_Work instructions_
Render the data from the line containing "target | plywood board on tank" through the final line, inclusive, as a numbered list, omitting any blank lines.

Start of Listed records

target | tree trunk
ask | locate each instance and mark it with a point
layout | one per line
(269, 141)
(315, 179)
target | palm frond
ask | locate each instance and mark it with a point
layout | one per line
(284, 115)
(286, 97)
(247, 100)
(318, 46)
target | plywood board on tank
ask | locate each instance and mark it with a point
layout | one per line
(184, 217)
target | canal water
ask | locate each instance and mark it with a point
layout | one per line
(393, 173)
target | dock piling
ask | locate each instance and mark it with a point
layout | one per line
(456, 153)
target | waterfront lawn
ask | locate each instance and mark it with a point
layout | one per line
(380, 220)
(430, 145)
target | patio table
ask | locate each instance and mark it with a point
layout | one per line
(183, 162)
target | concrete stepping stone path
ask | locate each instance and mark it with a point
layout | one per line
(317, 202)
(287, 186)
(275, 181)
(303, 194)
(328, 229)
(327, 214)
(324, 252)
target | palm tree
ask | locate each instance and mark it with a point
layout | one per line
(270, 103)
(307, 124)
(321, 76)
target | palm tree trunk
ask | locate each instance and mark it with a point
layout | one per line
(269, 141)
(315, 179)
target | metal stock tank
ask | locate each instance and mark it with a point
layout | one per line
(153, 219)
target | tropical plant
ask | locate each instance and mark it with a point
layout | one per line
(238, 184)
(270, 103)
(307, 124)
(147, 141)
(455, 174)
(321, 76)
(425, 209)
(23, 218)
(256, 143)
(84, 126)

End of Listed records

_Full solution_
1. target | plywood board on tank
2. ask | locate each instance and mark it with a point
3. layout | one per line
4. (184, 217)
5. target | canal water
6. ask | locate each instance and mark it with a point
7. layout | one per line
8. (393, 173)
9. target | dock piling
10. ask | locate each instance and mark it with a point
11. layout | one per line
12. (456, 153)
13. target | waterfront lawn
14. ask | locate each instance and mark it with a point
15. layout | one per line
16. (380, 220)
17. (430, 145)
18. target | patio table
19. ask | locate each instance and mark it with a point
20. layout | one per line
21. (183, 162)
22. target | concrete stepping stone path
23. ask | locate each instance and mark it with a point
24. layout | one per line
25. (317, 202)
26. (287, 186)
27. (275, 181)
28. (303, 194)
29. (328, 229)
30. (327, 214)
31. (324, 252)
32. target | palm tree
33. ask | locate each instance and mark it with a point
34. layout | one per line
35. (270, 103)
36. (307, 124)
37. (321, 76)
38. target | palm tree trunk
39. ask | locate each instance and mark it with a point
40. layout | one per line
41. (269, 141)
42. (315, 179)
43. target | metal stock tank
44. ask | locate each instance and mark it with a point
45. layout | one per line
46. (153, 219)
47. target | tropical plant
48. ask | locate each instance and mark it with a point
49. layout | one per line
50. (238, 184)
51. (270, 103)
52. (307, 124)
53. (147, 141)
54. (455, 174)
55. (321, 76)
56. (425, 209)
57. (23, 218)
58. (256, 143)
59. (84, 126)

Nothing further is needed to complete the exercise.